- **The task**
Return each line of the material below that contains the string "area".

## START Task data

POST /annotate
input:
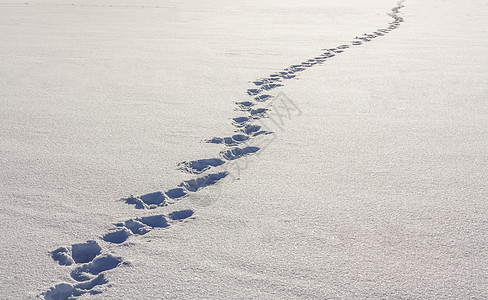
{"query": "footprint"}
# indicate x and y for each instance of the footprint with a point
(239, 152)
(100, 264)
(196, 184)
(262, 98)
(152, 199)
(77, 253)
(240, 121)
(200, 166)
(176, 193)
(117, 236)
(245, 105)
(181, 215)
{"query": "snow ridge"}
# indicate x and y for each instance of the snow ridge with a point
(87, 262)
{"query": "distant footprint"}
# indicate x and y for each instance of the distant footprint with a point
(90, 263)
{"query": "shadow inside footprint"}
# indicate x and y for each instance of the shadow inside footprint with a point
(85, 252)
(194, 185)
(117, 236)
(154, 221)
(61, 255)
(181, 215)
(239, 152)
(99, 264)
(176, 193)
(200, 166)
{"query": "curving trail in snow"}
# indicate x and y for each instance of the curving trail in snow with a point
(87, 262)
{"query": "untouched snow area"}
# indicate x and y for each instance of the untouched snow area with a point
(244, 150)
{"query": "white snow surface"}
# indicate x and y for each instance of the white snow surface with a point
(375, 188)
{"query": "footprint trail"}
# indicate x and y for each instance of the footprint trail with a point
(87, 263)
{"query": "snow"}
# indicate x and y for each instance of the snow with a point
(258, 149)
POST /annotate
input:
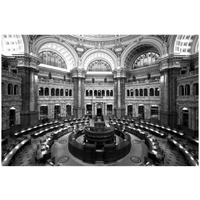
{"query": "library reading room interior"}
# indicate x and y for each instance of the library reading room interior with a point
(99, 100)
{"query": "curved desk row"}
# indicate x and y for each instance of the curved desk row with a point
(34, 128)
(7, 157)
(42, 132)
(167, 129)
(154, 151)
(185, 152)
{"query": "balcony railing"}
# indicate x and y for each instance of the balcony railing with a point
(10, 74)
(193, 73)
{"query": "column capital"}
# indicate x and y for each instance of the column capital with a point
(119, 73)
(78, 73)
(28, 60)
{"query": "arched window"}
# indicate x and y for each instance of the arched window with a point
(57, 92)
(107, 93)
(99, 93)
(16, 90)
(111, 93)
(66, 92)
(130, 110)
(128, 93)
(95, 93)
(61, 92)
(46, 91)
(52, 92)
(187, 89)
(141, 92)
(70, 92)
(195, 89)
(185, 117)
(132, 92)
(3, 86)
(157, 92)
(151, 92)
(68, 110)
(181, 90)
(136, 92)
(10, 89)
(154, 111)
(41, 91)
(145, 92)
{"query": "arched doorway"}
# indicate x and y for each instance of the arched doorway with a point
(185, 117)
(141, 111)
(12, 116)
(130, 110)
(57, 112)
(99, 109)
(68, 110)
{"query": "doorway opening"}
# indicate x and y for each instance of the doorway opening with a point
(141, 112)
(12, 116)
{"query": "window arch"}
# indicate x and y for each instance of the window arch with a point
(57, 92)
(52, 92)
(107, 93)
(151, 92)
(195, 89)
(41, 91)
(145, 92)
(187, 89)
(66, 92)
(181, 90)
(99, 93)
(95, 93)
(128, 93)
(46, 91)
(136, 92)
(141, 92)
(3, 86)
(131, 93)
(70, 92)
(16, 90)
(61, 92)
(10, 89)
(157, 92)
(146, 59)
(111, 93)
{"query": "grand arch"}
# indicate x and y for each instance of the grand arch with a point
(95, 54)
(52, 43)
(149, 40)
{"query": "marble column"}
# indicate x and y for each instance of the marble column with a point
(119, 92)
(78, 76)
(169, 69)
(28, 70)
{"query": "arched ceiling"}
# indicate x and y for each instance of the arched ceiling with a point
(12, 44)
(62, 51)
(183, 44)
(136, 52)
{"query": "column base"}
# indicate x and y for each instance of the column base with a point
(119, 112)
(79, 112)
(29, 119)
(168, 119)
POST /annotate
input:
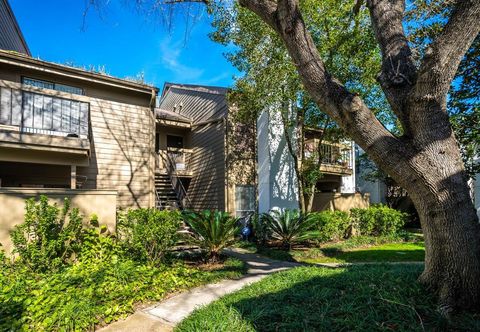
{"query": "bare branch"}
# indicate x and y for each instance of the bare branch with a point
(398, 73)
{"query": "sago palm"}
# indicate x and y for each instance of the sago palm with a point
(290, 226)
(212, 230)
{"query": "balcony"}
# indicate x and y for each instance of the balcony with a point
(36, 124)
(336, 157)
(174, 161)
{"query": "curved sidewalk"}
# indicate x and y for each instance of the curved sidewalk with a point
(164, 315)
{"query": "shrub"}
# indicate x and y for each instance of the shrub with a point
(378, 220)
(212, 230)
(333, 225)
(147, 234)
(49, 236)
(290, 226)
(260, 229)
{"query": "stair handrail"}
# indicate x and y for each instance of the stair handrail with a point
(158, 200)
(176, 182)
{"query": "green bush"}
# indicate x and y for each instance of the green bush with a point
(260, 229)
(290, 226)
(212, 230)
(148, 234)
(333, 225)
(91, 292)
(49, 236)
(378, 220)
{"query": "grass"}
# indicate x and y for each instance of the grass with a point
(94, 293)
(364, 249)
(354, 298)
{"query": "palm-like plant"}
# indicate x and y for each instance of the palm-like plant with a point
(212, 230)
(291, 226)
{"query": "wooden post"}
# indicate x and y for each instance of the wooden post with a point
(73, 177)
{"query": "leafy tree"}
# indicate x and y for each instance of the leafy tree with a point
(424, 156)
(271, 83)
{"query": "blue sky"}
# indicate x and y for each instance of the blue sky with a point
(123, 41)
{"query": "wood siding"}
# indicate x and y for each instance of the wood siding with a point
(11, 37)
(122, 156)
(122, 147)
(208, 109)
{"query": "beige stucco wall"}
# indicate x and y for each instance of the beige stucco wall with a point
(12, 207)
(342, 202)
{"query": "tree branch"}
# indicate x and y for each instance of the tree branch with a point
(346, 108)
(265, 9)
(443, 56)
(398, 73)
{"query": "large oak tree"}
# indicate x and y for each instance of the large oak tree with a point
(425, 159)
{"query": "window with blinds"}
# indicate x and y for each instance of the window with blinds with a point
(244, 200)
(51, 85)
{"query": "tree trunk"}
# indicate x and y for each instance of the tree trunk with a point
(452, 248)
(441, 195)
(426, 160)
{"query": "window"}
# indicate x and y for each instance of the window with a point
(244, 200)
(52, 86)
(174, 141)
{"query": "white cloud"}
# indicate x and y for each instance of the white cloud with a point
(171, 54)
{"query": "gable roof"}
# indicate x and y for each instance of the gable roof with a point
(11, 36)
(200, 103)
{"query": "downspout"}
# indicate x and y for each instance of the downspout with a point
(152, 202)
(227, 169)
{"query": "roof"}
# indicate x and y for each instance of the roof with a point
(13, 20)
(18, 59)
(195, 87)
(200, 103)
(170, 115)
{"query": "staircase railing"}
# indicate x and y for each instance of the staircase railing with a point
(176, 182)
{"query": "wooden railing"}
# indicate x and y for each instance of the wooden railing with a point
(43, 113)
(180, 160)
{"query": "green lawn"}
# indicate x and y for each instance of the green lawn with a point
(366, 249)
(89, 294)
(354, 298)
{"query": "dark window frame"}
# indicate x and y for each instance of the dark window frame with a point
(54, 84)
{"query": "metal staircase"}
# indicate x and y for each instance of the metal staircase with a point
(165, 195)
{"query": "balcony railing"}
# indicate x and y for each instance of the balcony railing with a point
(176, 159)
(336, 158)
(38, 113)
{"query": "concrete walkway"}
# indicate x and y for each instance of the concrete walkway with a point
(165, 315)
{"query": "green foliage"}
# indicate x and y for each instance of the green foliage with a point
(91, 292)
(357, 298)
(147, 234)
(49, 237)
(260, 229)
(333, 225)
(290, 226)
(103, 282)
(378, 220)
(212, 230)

## END Task data
## START Task data

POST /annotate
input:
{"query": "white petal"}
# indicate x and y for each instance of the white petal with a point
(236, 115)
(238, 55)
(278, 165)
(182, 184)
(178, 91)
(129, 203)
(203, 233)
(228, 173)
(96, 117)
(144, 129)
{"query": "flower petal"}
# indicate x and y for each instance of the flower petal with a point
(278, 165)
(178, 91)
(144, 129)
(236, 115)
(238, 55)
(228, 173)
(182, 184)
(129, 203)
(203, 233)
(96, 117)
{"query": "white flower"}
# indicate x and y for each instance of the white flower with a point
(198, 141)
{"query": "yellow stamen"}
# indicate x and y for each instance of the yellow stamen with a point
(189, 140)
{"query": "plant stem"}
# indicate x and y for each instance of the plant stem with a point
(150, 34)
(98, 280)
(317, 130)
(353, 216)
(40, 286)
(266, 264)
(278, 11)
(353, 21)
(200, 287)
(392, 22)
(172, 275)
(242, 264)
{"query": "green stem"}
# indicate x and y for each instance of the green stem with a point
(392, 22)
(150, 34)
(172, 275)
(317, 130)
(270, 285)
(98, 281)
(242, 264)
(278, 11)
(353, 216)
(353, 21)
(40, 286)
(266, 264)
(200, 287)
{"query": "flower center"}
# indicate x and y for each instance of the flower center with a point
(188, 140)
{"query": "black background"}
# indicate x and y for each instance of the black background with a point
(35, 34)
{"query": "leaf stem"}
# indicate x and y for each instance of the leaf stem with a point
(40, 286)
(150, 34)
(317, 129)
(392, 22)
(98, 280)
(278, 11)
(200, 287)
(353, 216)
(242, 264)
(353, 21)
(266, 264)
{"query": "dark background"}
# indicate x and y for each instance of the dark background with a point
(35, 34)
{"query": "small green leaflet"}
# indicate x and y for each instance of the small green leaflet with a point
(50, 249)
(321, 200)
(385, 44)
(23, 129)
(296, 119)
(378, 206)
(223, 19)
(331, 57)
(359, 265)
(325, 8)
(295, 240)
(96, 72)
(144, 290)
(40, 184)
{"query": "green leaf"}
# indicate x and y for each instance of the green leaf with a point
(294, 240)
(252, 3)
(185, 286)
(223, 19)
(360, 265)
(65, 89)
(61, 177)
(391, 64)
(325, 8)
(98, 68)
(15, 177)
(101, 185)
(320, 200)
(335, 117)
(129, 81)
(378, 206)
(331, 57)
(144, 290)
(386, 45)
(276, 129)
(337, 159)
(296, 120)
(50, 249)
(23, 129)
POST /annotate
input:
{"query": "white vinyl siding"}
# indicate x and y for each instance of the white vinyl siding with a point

## END Task data
## START Task data

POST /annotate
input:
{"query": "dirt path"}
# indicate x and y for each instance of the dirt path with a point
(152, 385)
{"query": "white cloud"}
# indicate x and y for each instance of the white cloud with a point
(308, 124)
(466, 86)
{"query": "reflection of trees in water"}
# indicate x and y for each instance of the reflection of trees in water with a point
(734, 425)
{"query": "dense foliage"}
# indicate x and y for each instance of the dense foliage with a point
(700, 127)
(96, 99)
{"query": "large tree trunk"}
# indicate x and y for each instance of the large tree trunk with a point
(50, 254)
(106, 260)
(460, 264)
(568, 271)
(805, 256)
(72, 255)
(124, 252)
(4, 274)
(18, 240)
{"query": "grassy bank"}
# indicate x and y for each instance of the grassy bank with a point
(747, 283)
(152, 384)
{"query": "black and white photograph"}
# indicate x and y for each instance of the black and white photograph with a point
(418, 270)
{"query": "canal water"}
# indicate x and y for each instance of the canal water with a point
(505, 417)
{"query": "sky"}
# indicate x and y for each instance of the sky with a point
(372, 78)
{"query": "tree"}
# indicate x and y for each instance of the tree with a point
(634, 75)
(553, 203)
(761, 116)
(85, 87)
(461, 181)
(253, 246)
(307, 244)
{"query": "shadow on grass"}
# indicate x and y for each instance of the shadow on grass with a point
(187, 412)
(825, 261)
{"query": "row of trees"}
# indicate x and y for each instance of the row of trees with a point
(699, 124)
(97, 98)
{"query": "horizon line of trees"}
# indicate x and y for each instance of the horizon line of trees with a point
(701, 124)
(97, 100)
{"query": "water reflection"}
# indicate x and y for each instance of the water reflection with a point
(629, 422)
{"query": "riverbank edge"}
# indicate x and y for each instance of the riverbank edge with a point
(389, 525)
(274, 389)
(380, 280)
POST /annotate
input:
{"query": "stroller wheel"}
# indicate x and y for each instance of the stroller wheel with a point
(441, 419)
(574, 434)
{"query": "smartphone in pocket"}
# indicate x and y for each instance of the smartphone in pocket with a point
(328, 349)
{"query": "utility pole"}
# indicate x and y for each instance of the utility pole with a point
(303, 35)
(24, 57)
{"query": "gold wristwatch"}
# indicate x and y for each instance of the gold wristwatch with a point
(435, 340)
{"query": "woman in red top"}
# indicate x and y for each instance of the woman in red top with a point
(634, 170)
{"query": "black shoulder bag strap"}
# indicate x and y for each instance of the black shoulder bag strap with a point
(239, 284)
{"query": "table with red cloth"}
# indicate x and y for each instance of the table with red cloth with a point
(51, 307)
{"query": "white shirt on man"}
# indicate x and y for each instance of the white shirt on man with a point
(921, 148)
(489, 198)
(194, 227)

## END Task data

- **Output for this task**
{"query": "untouched snow area"}
# indicate x and y for each instance of the untouched snow area with a point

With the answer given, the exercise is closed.